# 原文
━━━━━━━━━━━━━━━━
医薬品評価委員会 2022-47 重篤な有害事象に関する治験固有の取り扱い

関連分類:副作用等報告

初回公開年月:2023年04月

質問

ある治験の治験実施計画書の規定において、特定の評価項目イベント、例えば心筋梗塞や心不全による入院は有害事象及び重篤な有害事象とは見なさず、eCRFに評価項目のイベントとして入力し、緊急報告の対象としない旨規定されております。

一方、当院のSOPでは、治験責任医師は治験実施中に重篤な有害事象発生が発生した場合は、速やかに実施医療機関の長及び治験依頼者に報告することが規定されておりますが、評価項目イベントが有害事象及び重篤な有害事象とは見なさないこととする事項が治験実施計画書で規定されているものに該当する場合の扱いについては明記されていません。
━━━━━━━━━━━━━━━━
# データ
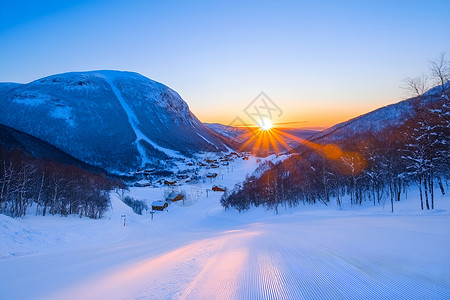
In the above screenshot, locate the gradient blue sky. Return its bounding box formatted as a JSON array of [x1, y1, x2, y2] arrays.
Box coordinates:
[[0, 0, 450, 127]]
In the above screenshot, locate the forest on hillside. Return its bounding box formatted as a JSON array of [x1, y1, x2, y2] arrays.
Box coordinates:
[[221, 55, 450, 212]]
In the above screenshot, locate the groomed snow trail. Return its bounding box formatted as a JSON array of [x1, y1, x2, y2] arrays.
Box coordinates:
[[37, 218, 450, 300]]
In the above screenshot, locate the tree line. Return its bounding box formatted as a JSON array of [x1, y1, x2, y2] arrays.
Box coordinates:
[[0, 147, 119, 218]]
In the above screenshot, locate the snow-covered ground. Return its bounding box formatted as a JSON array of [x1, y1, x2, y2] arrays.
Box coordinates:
[[0, 158, 450, 299]]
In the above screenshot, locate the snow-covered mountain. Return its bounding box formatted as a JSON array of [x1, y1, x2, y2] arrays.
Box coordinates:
[[0, 71, 227, 172], [205, 123, 318, 155], [304, 82, 450, 144]]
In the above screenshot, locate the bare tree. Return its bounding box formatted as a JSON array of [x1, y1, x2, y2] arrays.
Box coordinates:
[[430, 52, 450, 93]]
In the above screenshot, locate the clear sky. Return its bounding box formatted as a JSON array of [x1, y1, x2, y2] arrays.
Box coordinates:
[[0, 0, 450, 127]]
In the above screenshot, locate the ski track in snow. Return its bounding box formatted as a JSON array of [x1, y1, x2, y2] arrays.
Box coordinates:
[[99, 74, 184, 166], [0, 158, 450, 300]]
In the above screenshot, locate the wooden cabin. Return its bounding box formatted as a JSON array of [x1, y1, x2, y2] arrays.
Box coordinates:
[[212, 185, 226, 192], [172, 194, 184, 202]]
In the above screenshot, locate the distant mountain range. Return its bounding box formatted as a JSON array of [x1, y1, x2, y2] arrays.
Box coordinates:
[[0, 71, 229, 172], [205, 123, 319, 154], [293, 82, 450, 152]]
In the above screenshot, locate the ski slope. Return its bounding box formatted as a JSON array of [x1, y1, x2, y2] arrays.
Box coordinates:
[[0, 159, 450, 299]]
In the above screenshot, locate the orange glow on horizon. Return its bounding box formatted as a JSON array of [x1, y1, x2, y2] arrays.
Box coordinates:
[[232, 127, 367, 175]]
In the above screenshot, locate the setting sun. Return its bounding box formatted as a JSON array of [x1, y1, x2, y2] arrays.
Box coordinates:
[[258, 119, 273, 131]]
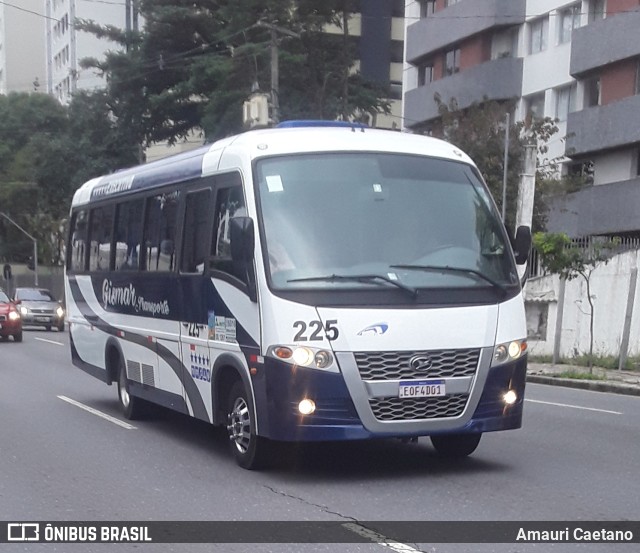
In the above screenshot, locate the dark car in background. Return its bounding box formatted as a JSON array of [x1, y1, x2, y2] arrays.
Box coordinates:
[[13, 288, 64, 332], [0, 290, 22, 342]]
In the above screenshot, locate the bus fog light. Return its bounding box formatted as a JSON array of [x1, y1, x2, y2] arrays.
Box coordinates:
[[502, 390, 518, 405], [493, 345, 509, 363], [292, 348, 315, 367], [315, 350, 332, 369], [298, 399, 316, 415]]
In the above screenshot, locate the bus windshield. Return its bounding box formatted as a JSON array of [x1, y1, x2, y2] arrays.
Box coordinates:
[[256, 152, 518, 293]]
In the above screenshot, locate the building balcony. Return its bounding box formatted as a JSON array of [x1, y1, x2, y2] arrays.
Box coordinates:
[[547, 177, 640, 238], [569, 10, 640, 77], [404, 58, 522, 127], [566, 95, 640, 157], [406, 0, 526, 63]]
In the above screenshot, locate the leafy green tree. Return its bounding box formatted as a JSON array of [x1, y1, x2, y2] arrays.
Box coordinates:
[[0, 92, 138, 264], [430, 97, 559, 231], [76, 0, 389, 145], [533, 232, 615, 373]]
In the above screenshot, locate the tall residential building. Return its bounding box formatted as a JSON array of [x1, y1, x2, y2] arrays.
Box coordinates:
[[0, 0, 46, 94], [44, 0, 137, 103], [403, 0, 640, 236], [318, 0, 405, 129]]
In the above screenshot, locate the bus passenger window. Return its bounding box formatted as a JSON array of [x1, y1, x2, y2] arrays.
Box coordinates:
[[115, 199, 144, 271], [180, 190, 211, 273], [89, 205, 113, 271], [67, 209, 88, 271], [211, 186, 247, 278], [144, 190, 178, 271]]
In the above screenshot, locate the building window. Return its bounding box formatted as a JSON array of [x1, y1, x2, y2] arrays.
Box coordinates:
[[418, 62, 433, 86], [525, 92, 545, 119], [420, 0, 436, 19], [529, 16, 549, 54], [556, 83, 576, 121], [589, 0, 607, 23], [444, 48, 460, 75], [558, 4, 581, 44], [391, 0, 404, 17], [584, 77, 600, 108]]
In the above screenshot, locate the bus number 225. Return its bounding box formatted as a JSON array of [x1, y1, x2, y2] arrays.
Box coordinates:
[[293, 319, 339, 342]]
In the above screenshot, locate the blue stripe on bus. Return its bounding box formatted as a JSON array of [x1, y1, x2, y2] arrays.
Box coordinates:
[[91, 146, 210, 200], [68, 276, 209, 421]]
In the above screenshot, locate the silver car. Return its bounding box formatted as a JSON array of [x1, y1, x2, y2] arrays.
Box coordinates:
[[14, 288, 64, 332]]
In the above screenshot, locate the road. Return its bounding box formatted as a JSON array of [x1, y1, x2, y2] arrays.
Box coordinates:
[[0, 330, 640, 553]]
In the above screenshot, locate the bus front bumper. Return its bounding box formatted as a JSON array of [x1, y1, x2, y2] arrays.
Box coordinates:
[[253, 355, 527, 441]]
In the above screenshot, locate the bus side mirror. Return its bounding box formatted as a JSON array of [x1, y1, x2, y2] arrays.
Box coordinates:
[[229, 217, 258, 302], [513, 226, 531, 265]]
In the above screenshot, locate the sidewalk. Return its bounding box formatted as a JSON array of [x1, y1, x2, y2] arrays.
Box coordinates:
[[527, 363, 640, 396]]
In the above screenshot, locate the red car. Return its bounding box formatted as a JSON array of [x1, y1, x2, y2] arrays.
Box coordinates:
[[0, 290, 22, 342]]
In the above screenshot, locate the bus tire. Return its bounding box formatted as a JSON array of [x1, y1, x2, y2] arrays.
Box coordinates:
[[118, 358, 145, 420], [227, 380, 269, 470], [431, 432, 482, 459]]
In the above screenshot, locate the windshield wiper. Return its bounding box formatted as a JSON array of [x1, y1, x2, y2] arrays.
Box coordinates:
[[287, 274, 418, 298], [391, 265, 507, 296]]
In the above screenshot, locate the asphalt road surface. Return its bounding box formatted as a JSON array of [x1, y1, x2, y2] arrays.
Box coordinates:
[[0, 330, 640, 553]]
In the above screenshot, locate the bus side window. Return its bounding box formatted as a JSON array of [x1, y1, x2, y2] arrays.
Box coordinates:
[[180, 189, 211, 273], [89, 205, 114, 271], [210, 186, 247, 279], [67, 209, 88, 271], [114, 199, 144, 271], [144, 190, 178, 271]]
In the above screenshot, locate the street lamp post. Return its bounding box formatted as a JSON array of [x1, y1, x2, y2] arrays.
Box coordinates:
[[0, 211, 38, 286]]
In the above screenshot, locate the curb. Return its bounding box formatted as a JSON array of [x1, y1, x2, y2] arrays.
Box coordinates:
[[527, 374, 640, 396]]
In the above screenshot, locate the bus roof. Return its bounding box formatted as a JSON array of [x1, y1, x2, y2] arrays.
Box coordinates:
[[72, 122, 473, 206]]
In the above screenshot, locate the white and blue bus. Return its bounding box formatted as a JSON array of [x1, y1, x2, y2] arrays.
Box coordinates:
[[65, 122, 531, 468]]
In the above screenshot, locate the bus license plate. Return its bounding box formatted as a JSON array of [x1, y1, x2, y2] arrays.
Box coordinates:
[[398, 380, 446, 397]]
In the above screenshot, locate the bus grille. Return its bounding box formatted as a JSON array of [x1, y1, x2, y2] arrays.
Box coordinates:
[[354, 349, 480, 380], [369, 394, 469, 421]]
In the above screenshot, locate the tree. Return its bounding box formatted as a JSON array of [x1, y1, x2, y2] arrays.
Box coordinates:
[[0, 92, 138, 264], [431, 97, 559, 231], [533, 232, 615, 373], [76, 0, 389, 145]]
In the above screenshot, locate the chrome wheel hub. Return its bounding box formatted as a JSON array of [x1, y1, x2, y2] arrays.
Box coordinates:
[[227, 397, 251, 453]]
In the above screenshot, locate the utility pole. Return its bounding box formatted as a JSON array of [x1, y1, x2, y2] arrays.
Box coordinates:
[[256, 21, 300, 123], [502, 112, 511, 223], [0, 211, 38, 286]]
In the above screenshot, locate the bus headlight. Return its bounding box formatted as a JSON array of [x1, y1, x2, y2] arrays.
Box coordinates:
[[267, 346, 338, 372], [491, 340, 527, 367]]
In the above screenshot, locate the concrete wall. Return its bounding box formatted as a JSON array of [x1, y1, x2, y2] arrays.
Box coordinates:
[[525, 251, 640, 357]]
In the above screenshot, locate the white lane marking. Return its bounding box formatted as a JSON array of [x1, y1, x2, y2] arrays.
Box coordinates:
[[34, 337, 64, 346], [525, 398, 623, 415], [58, 396, 136, 430], [342, 522, 421, 553]]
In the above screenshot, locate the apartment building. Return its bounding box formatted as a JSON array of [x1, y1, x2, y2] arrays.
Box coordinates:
[[403, 0, 640, 236], [45, 0, 138, 103], [0, 0, 46, 94], [320, 0, 405, 129]]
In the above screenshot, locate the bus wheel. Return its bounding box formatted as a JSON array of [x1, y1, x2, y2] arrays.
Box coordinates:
[[227, 380, 268, 470], [431, 432, 482, 458], [118, 360, 144, 420]]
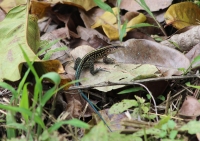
━━━━━━━━━━━━━━━━
# 課題
[1] 原文について、次の問いに答えてください。
(a) 関連分類は何ですか。
(b) 初回公開年月はいつですか。
(c) 治験実施計画書では、評価項目イベントを何に入力すると規定されていますか。
[2] 原文の次の一文を英語に訳してください。「ある治験の治験実施計画書の規定において、特定の評価項目イベント、例えば心筋梗塞や心不全による入院は有害事象及び重篤な有害事象とは見なさず、eCRFに評価項目のイベントとして入力し、緊急報告の対象としない旨規定されております。」
[3] 治験における重篤な有害事象の取り扱いを扱う原文を、最後の文の後から書き継いでください。

# 解答
[1]
(a) 副作用等報告
(b) 2023年04月
(c) eCRF(評価項目のイベントとして入力)

[2] The protocol of a certain clinical trial stipulates that specific endpoint events, for example hospitalization due to myocardial infarction or heart failure, are not to be regarded as adverse events or serious adverse events, are to be entered in the eCRF as endpoint events, and are not subject to expedited reporting.

[3]
もし評価項目イベントの入院(心筋梗塞や心不全による入院)が発生した場合、SOPに詳細な記載が無くとも治験実施計画書に従い、治験責任医師は実施医療機関の長及び治験依頼者に重篤な有害事象の発生としては報告しない対応で問題ないでしょうか?
当院では、法施行規則第273条を参考に、治療に関する入院があれば、例え治験実施計画書に規定されていても安全性報告を考慮し、実施医療機関の長や治験審査委員会に報告することが望ましいとの意見があり、上記のようなイベントがあっても治験責任医師は実施医療機関の長へ 重篤な有害事象 として報告し、治験審査委員会が審査している現状がありました。
GCP第1条ガイダンス2にありますとおり、治験は治験審査委員会が事前に承認した治験実施計画書を遵守して実施することが原則となっています。SOPに記載がない事項でも、治験実施計画書に従い、本来、重篤な有害事象発生として扱うようなイベントでも重篤な有害事象として取り扱わなくても問題がないでしょうか。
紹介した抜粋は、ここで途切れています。